Incident Commander

How to maximize the capabilities of those responding to production outages

Aug 14, 2023

💡 You can also listen to this post via a podcast or find it on YouTube with some handy visuals.

I’ve been part of the “incident commander” at a large, multi-national European eCommerce fashion company for the last couple of years. Through this, and my time as a Site Reliability Engineer, I have been exposed to numerous incidents, from the occasional “… this is not an incident. We can just deal with this tomorrow” to the “we need the CTO on the phone right now”. It’s a hugely exciting role that I would encourage peers to consider as part of their personal development.

To that end, let’s go into what an “Incident Commander” is, their roles and responsibilities, how to prepare for the role, and what the role looks like in practice.

Incident Response

Rather than dig into the incident response details, I’d encourage you to read the article “I hereby declare this an incident” and “Help! I’m now on call!”. They go through this in substantially more detail.

For incident commanders, a few things are worth calling out especially. These include Severity, Stakeholders and Maturity.

Severity

The severities that we see as an incident commander can vary pretty widely; everything from “someone deployed something bad and should roll it back” to “this is going to appear on the news tomorrow, and we’d better wake up the crisis management team to prepare the required press releases”. We’re usually the most senior stakeholder in the room — indeed, the most empowered unless a VP or CTO turns up — and we thus need to make a set of decisions factoring in the current level of impact, the risk of future impact and the likelihood of recovery.

To that end, we need to understand the significance of our issue quickly.

Stakeholders

On paper, only a few people are involved in incident response — the responder fixing the issue, the scribe making notes and you as the incident commander.

In practice, as the issue gets more significant, many stakeholders turn up. We have:

Management is looking for clarity on the current issue and to make it clear that it deserves the focus of all people required. Also, to offer help and coordination.
Sideline Experts who are watching the incident on a public channel or otherwise doing off-book investigation and who have learned something they believe is beneficial.
Product Owners who are suddenly powerless to do their work and are watching their hard-earned customer trust wash away.
Non Experts are trying to help by supplying additional information or reporting the issue in parallel without understanding the existing context.

Each of these stakeholders requires a level of coordination to ensure they either can contribute to or at least do not hinder the response.

Maturity

In principle, an organisation optimizes to ensure things are available. They usually have a group of people tasked with this responsibility and allocate those people the time and effort required to practice and improve their response.

In practice, an organization comprises a diverse set of people, each of whom has a unique set of expertise and capabilities. Sometimes those capabilities are less developed than we might expect, given a person’s assigned responsibility as an on-call engineer.

They might:

Freeze. Due to an incident's sheer stress, a responder might not think clearly and either freeze entirely or get stuck hyperfocused on an irrelevant part of the investigation. This is understandably exaggerated if that responder also triggered the incident.
Offload Responsibility. A responder might review their systems, conclude nothing is wrong, and thus, it’s someone else problem. They’ll involve them and then leave. This is understandable but unacceptable during response — information usually evolves too quickly to step away before it’s repaired.
Not know. A responder might not know how to debug a system, where a systems telemetry is or what the consequence of a given decision might be for the business.

These are all surprising during the process of a response, but over a long enough time happen predictably. It’s part of an incident commander’s mandate to try and help responders overcome these challenges.
◇ ◇ ◇ ◇ ◇
Copy the incident commander article from "How to maximize" to "some handy visuals.", inclusive.

→ ENTRIES SHOWN:
◇ ◇ ◇ ◇ ◇
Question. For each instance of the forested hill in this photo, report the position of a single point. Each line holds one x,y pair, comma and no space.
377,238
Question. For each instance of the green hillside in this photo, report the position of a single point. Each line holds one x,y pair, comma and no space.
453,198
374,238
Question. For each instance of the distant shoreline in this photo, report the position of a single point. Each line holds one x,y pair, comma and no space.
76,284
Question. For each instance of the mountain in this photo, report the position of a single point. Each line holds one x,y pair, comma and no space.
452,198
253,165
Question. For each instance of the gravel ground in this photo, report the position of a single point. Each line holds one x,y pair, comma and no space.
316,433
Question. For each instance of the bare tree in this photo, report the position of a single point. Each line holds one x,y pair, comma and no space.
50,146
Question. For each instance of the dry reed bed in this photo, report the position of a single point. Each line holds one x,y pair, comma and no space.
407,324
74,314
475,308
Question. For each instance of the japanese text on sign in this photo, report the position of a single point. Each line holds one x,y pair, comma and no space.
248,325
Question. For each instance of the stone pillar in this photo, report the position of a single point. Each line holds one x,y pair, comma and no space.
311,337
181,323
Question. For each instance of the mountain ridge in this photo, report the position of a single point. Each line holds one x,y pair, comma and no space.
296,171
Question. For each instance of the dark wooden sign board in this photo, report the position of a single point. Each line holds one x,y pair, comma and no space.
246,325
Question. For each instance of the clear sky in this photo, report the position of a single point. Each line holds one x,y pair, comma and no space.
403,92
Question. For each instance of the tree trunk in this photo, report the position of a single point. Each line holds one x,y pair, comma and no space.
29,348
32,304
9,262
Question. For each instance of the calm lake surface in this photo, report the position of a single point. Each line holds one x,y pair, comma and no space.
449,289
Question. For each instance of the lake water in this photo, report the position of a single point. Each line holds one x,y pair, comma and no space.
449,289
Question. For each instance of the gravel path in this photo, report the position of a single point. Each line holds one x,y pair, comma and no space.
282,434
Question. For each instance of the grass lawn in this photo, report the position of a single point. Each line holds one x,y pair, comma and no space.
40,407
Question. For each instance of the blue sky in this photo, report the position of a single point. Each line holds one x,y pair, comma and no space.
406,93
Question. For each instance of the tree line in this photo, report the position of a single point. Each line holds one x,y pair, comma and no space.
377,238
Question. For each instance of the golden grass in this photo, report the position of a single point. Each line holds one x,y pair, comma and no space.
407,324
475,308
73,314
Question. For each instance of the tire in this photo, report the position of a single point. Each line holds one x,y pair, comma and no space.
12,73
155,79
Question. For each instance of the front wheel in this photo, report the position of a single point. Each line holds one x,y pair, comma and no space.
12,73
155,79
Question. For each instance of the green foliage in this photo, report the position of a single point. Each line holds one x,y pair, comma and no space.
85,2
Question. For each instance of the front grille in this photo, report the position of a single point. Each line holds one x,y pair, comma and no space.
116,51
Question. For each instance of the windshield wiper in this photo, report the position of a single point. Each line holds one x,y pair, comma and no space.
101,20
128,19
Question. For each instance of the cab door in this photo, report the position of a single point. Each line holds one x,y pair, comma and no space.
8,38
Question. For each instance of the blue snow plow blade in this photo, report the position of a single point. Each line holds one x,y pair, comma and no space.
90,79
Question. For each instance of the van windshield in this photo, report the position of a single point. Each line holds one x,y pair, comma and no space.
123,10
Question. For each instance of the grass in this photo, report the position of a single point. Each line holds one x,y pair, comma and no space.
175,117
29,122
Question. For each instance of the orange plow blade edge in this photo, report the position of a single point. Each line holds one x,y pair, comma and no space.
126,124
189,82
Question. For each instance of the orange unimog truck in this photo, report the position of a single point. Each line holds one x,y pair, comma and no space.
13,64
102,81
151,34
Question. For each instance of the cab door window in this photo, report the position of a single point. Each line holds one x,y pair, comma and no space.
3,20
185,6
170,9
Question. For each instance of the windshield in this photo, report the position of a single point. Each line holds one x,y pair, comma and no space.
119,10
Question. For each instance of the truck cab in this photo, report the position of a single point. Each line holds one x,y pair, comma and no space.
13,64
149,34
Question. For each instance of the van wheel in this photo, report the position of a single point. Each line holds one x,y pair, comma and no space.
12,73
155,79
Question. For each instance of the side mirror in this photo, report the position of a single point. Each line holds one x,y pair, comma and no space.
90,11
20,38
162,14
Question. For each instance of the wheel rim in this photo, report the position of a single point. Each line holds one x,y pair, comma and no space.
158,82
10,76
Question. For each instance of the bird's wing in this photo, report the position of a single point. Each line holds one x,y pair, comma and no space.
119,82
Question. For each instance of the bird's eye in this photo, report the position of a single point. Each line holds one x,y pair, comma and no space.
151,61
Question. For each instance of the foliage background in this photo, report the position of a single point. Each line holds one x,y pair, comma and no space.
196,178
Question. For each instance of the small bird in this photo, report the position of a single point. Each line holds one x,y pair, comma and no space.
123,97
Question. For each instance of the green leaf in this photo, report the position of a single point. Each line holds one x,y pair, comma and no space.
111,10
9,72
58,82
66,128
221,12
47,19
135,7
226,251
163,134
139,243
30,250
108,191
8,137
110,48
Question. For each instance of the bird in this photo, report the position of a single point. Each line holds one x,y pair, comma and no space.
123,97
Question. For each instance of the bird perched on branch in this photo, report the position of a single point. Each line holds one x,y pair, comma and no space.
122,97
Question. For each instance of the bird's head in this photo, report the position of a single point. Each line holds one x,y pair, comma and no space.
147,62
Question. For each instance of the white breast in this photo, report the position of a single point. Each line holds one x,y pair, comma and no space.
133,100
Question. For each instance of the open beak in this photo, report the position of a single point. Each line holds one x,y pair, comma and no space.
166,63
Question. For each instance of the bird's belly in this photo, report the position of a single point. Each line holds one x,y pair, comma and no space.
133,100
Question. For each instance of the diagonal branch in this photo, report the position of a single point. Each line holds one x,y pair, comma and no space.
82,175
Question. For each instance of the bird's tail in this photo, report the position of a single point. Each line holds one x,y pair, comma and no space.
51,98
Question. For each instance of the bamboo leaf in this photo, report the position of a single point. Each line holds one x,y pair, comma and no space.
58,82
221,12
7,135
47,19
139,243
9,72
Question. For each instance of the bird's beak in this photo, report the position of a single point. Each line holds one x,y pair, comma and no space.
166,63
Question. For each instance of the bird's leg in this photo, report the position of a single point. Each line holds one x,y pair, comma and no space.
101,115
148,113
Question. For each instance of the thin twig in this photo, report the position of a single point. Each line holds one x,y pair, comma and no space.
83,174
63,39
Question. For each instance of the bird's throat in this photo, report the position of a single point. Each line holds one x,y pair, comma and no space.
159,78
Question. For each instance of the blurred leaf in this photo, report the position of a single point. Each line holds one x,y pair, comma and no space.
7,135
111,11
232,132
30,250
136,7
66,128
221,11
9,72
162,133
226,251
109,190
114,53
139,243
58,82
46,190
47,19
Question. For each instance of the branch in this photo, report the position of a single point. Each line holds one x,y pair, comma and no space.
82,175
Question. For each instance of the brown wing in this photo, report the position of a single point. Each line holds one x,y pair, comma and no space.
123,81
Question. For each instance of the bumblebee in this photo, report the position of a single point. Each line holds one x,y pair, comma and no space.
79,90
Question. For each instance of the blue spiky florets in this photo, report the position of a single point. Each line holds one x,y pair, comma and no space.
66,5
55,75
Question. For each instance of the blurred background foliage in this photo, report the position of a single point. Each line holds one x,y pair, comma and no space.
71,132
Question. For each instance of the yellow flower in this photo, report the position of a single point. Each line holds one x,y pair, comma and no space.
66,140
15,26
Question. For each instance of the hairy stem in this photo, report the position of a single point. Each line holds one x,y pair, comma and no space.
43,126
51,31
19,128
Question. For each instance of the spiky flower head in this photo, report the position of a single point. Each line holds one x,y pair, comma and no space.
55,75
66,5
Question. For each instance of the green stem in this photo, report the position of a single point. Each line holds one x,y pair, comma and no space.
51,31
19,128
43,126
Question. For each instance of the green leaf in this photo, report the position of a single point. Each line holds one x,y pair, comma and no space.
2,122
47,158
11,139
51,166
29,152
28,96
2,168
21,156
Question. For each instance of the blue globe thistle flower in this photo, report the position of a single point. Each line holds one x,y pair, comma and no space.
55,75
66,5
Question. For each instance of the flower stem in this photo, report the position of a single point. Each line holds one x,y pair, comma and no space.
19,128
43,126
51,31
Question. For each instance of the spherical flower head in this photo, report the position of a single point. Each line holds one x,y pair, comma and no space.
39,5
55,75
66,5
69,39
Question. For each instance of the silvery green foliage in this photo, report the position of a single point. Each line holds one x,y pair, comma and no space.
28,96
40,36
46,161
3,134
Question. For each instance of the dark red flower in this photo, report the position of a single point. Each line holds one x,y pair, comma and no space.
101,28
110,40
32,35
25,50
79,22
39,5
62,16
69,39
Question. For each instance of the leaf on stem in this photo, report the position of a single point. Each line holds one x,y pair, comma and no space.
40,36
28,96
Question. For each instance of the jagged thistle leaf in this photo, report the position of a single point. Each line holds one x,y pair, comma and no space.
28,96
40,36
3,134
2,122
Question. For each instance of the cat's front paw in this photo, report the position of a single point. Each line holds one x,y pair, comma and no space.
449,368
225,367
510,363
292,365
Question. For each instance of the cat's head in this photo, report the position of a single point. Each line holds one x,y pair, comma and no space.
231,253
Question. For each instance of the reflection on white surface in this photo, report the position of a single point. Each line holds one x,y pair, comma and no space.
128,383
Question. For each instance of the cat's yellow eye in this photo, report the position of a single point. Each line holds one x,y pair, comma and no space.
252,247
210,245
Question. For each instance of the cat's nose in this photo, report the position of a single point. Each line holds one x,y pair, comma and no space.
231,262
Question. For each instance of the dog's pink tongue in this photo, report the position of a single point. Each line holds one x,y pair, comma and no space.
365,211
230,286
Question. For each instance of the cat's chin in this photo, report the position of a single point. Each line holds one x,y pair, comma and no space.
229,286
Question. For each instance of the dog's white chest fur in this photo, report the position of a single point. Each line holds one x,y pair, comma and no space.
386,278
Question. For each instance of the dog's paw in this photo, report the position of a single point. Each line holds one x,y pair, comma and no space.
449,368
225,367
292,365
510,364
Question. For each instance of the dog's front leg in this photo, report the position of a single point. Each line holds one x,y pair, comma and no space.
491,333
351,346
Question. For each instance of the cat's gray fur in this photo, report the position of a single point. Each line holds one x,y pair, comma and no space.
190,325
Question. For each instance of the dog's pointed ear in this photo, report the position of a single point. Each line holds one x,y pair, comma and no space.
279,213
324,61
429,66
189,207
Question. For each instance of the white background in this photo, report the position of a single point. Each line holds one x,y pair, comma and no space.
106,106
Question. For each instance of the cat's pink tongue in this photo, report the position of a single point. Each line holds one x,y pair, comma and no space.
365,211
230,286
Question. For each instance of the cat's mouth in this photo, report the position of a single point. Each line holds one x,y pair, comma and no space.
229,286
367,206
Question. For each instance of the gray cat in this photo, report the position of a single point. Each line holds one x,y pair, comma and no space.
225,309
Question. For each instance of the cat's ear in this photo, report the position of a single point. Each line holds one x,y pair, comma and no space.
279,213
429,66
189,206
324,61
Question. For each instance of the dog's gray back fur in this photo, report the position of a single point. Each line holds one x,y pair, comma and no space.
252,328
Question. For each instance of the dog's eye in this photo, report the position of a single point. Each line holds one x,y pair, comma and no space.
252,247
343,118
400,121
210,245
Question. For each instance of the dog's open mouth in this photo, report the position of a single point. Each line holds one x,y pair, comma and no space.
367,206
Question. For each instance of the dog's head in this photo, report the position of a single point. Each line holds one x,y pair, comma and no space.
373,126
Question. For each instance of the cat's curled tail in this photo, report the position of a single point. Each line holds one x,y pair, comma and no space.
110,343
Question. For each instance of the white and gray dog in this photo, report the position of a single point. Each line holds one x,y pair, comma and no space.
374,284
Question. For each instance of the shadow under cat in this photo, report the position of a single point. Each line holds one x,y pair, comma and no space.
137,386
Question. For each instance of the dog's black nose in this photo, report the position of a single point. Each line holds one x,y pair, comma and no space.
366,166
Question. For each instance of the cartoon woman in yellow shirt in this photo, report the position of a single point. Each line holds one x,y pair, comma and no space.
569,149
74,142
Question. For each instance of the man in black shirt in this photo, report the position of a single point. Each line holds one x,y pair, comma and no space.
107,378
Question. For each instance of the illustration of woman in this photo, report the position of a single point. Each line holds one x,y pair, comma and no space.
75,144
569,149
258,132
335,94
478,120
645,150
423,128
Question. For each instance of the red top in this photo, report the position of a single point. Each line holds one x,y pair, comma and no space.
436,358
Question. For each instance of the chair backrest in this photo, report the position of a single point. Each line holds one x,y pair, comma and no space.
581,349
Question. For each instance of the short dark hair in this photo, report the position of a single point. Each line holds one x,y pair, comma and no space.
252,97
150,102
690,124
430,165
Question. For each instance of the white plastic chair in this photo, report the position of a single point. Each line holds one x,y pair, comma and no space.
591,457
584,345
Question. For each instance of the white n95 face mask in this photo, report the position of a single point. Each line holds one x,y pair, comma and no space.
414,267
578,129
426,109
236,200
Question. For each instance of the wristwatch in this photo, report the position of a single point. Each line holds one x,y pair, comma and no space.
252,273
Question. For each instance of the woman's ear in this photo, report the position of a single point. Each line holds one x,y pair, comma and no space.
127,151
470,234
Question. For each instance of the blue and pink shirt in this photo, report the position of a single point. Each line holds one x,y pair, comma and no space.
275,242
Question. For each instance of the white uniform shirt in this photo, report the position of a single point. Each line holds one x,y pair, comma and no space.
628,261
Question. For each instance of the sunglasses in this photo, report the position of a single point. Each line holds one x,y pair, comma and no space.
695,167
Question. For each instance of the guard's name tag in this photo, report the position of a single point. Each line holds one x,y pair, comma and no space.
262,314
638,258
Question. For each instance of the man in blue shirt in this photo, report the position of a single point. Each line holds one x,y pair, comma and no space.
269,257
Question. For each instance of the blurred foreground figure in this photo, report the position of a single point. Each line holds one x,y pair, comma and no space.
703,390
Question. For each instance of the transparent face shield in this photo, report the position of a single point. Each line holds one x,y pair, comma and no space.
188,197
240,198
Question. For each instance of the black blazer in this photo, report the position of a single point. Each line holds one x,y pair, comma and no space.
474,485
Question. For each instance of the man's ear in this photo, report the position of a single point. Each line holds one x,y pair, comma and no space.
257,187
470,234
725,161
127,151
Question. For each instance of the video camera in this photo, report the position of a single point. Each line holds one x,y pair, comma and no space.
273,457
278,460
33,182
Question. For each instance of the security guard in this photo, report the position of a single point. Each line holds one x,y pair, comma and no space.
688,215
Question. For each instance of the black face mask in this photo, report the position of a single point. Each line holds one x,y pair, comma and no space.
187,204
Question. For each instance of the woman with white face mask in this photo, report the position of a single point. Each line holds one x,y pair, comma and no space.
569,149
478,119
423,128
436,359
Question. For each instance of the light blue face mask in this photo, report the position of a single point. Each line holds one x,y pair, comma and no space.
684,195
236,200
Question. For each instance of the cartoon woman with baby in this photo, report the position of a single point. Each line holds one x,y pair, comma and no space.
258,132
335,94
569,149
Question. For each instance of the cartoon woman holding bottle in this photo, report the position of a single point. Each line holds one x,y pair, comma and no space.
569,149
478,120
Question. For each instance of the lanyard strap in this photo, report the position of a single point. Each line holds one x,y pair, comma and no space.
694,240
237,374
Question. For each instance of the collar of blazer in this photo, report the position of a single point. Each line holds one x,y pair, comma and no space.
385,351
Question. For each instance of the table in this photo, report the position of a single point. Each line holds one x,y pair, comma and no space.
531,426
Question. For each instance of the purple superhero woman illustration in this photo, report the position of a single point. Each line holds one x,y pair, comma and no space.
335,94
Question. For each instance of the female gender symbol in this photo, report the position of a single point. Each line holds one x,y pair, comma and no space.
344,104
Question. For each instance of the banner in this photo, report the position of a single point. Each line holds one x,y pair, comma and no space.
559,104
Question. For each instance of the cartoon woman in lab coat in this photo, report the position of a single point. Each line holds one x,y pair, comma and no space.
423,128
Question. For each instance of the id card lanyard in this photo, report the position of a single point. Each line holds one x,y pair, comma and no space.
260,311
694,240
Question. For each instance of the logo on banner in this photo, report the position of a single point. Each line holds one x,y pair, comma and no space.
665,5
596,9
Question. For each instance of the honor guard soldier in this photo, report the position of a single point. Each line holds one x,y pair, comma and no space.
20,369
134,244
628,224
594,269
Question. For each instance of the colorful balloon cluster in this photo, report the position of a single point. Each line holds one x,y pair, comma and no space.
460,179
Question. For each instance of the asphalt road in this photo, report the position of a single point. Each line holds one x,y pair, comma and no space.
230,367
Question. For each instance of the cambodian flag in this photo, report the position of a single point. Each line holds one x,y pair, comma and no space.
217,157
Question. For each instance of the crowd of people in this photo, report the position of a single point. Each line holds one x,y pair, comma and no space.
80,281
◇ ◇ ◇ ◇ ◇
→ EXERCISE SOLUTION:
How to maximize the capabilities of those responding to production outages

Aug 14, 2023

💡 You can also listen to this post via a podcast or find it on YouTube with some handy visuals.